§ **About this exercise**:
When you reach the line with "Pick out the gilded" in the listing below, write out that line and every one after it exactly, and skip the pictures.

§ **Exercise input**:
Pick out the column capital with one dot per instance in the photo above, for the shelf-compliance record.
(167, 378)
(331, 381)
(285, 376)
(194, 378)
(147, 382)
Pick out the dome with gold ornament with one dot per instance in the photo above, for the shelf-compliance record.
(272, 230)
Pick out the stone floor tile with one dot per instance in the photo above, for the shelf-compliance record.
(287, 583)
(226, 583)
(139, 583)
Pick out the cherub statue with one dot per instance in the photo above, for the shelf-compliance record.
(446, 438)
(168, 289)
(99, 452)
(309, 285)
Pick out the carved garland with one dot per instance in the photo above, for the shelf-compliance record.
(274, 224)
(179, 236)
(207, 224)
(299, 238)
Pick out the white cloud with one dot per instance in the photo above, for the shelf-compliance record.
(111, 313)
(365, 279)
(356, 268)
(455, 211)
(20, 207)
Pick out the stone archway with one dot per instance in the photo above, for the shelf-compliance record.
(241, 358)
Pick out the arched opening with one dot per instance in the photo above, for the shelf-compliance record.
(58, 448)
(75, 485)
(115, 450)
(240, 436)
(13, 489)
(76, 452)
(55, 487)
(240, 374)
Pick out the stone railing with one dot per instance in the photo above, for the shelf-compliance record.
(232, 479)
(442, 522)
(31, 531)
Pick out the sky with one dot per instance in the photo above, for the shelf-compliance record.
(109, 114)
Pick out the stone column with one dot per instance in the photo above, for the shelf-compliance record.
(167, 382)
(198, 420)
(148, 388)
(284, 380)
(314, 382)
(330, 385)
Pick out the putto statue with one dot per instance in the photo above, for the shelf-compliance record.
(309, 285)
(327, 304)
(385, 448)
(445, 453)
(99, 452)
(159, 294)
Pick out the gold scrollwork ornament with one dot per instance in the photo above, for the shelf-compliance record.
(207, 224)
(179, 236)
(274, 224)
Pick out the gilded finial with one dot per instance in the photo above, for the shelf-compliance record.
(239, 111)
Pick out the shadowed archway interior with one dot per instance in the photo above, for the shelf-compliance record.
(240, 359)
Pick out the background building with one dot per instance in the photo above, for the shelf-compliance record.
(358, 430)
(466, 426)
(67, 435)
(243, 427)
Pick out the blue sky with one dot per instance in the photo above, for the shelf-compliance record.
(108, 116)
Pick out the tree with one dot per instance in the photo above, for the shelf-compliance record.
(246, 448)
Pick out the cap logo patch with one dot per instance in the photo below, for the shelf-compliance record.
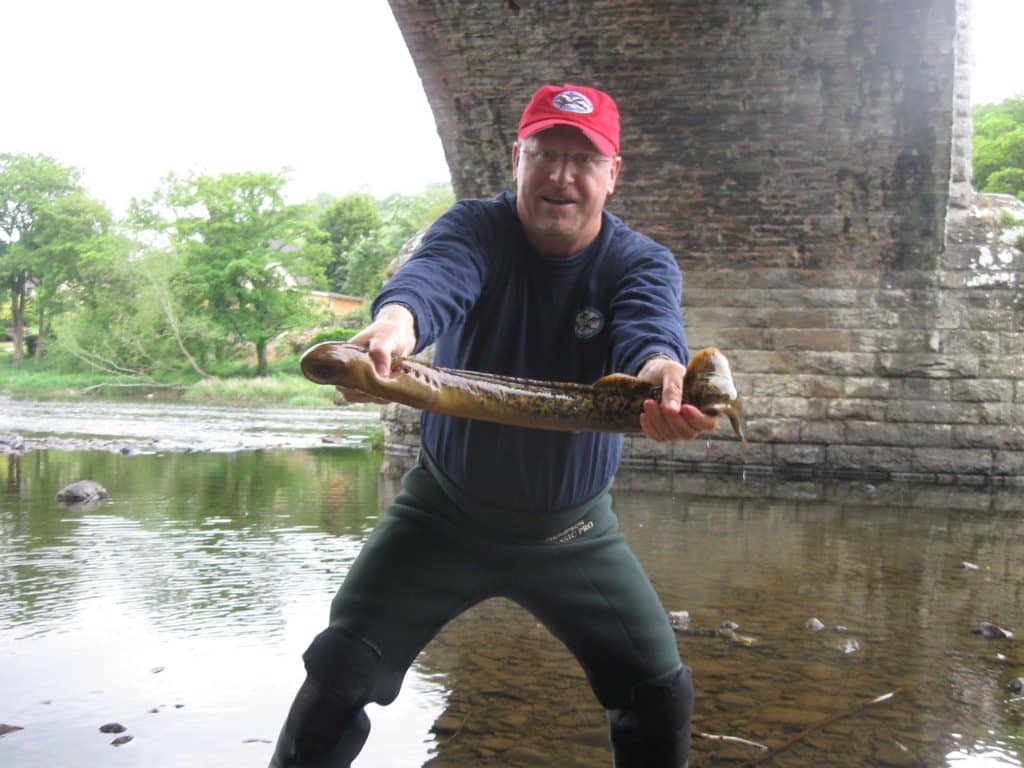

§ **Answer to the problem**:
Pick out the gilded finial with one dot per instance in the photo above, for the shelf-compliance record.
(239, 111)
Pick out the shadowed archway interior with one dot per instance in the photo above, for the shelf-compliance record.
(240, 359)
Pick out the background building with one dot per instance in the photo above, for the shelf-compliance record.
(358, 430)
(466, 426)
(67, 435)
(243, 427)
Pick out the blue sky with one dot per instance in the photo above, for the shelf-compliance record.
(108, 116)
Pick out the tree with one dot per instance in the photo above, for the shelf-compliance record.
(246, 448)
Pick out the cap logo patch with one dot per instance in the photo below, for the shelf-compliance record.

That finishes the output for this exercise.